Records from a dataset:
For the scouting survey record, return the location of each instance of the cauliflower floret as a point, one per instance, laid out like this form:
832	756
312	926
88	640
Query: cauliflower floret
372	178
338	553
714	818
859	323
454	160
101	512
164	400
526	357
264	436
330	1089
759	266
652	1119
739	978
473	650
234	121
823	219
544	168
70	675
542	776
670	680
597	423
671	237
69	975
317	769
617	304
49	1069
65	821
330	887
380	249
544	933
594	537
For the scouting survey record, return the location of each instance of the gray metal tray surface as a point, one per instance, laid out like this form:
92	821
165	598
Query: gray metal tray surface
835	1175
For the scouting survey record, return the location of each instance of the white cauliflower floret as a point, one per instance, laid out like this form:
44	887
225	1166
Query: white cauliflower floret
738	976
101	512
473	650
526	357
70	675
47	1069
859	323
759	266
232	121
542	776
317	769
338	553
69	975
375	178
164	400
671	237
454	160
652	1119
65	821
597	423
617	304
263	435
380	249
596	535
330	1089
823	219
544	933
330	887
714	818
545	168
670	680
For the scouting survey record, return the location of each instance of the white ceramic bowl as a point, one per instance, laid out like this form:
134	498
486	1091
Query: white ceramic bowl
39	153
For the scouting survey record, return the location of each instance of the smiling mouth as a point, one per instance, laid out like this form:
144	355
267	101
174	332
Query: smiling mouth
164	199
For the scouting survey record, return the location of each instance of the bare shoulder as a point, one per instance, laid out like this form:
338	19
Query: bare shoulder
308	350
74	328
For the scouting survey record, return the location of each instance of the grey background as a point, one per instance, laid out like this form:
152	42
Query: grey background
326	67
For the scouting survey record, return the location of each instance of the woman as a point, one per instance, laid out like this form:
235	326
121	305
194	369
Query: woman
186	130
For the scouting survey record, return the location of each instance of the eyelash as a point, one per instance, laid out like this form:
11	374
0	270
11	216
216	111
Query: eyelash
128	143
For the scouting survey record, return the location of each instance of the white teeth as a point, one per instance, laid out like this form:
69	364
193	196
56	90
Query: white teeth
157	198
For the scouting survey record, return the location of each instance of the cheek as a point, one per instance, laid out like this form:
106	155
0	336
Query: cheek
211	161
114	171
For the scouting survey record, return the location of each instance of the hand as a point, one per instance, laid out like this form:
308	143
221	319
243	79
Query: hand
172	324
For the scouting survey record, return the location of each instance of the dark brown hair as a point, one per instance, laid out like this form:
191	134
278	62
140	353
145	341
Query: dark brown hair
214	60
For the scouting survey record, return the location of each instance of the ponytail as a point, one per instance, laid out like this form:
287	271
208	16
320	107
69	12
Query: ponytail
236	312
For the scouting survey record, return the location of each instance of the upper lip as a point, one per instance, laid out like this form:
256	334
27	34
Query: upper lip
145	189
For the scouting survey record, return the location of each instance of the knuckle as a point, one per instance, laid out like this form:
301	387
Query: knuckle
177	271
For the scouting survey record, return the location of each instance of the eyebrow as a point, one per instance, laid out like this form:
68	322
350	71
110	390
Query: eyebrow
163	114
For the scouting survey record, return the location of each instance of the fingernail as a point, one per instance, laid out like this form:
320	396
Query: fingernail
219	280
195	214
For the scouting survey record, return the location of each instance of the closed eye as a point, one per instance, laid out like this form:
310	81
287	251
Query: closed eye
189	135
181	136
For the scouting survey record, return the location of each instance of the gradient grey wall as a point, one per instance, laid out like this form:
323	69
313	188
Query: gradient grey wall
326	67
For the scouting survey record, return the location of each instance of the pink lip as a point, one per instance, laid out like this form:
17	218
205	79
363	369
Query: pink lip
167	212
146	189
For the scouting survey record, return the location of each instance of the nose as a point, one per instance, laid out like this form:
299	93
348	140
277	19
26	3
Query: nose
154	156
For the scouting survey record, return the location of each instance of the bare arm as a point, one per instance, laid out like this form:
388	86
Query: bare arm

### Directions for this task
Every record above needs to be restated exactly.

### Response to this task
For the scouting survey record, return the location of each instance of the cauliflower floret as a point, one per instance, laid out like this form:
832	756
312	926
88	640
Query: cauliflower floret
372	178
338	553
714	818
859	323
454	160
101	512
164	400
526	357
264	436
330	1089
759	266
652	1119
739	978
473	650
234	121
823	219
544	168
70	675
542	776
670	680
597	423
671	237
69	975
317	769
617	304
49	1069
65	821
330	887
380	249
544	933
594	537
For the scouting survey record, return the location of each instance of the gray metal tray surface as a point, one per instance, laid out like this form:
92	821
165	598
Query: gray metal tray surface
835	1175
For the scouting survey record, return the location of each instance of the white cauliflower floret as a point, one per instance, laid out like this form:
44	887
225	1166
Query: white cauliflower floret
738	976
101	512
473	650
526	357
70	675
47	1069
859	323
759	266
232	121
542	776
317	769
338	553
69	975
375	178
164	400
671	237
454	160
652	1119
65	821
597	423
617	304
263	435
380	249
596	535
330	1089
823	219
544	933
330	887
714	818
545	168
670	680
For the scouting survey record, return the location of each instance of the white ceramic bowl as a point, one per instance, laid out like this form:
134	498
486	1091
Query: white ceramic bowl
39	153
For the scouting survey record, return the location of each instance of the smiling mouth as a point, one per instance, laid out like this form:
144	355
267	101
174	332
Query: smiling mouth
164	199
For the scouting survey record, return the location of each instance of the bare shoulder as a point, one per instance, laid out like this form:
338	19
Query: bare shoulder
308	350
74	328
For the scouting survey record, return the location of each instance of the grey background as a point, one per instance, laid out like this form:
152	42
Query: grey background
326	67
For the scouting survey record, return the location of each instance of the woman as a point, one per instance, laid out like this form:
235	326
121	305
194	369
Query: woman
186	130
For the scouting survey record, return the location of each instance of the eyelash as a point, one per instance, laid out like this form:
11	374
0	270
11	216
216	111
Query: eyelash
128	143
For the scouting survey record, return the location of each instance of the white teeth as a point, one per instance, laid out like this form:
69	364
193	196
56	90
Query: white teeth
157	198
For the scouting survey record, return the location of each instance of the cheek as a point, one per instance, laid out like this form:
106	155
0	336
Query: cheek
211	161
114	171
For the scouting survey record, return the location of each instance of the hand as a point, one per instance, laid out like this form:
308	143
221	319
243	79
Query: hand
172	324
For the scouting survey record, return the location of each instance of the dark brown hair as a point, one per instance, laid out like this form:
191	134
278	62
140	353
145	341
Query: dark brown hair
214	60
For the scouting survey record, return the location of each instance of the ponytail as a point, one per instance, laid out like this form:
287	271
208	16
320	107
69	12
Query: ponytail
236	312
For the scouting survey record, return the location of each instance of the upper lip as a point, one per instance, laid out like this form:
256	334
27	34
Query: upper lip
145	189
For the scouting survey record, return the location of each instance of the knuckle as a point, one per instance, laid out like this form:
301	387
Query: knuckle
177	271
For the scouting survey record, return the location of each instance of the eyebrow as a point, one per instance, laid out like this form:
68	322
350	71
110	390
Query: eyebrow
163	114
For the scouting survey record, return the location of each instance of the fingernail as a point, one per instance, laid out like this form:
320	396
Query: fingernail
219	280
195	214
For the scouting survey record, return the location of each instance of the closed eye as a point, one per instance, laid out like this form:
310	81
287	251
Query: closed eye
189	135
181	136
For the scouting survey record, return the location of each instance of the gradient grey wall as a point, one per instance, laid out like this form:
323	69
313	188
Query: gradient grey wall
326	67
For the scouting survey record, return the location of each instance of the pink lip as a point, one per instance, laid out like this form:
17	218
205	79
363	369
Query: pink lip
167	212
146	189
For the scouting survey record, return the location of each instance of the nose as a point, one per instance, laid out like this form:
299	93
348	140
277	19
26	3
Query: nose
154	156
For the scouting survey record, return the location of each instance of the bare arm as a point, one per instance, laid out like this form:
388	86
Query: bare arm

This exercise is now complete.